» **Task statement**
For this exercise, transcribe all of the records exactly as given.
*** Records shown Section Begins ***
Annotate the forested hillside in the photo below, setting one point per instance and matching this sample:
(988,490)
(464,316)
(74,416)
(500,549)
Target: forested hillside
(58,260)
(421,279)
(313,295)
*** Records shown Section Ends ***
» **Answer to the problem**
Annotate the forested hillside in the photo below, setting one point per instance and matching this sample:
(988,490)
(464,316)
(74,416)
(500,549)
Target: forested hillside
(58,260)
(421,279)
(313,295)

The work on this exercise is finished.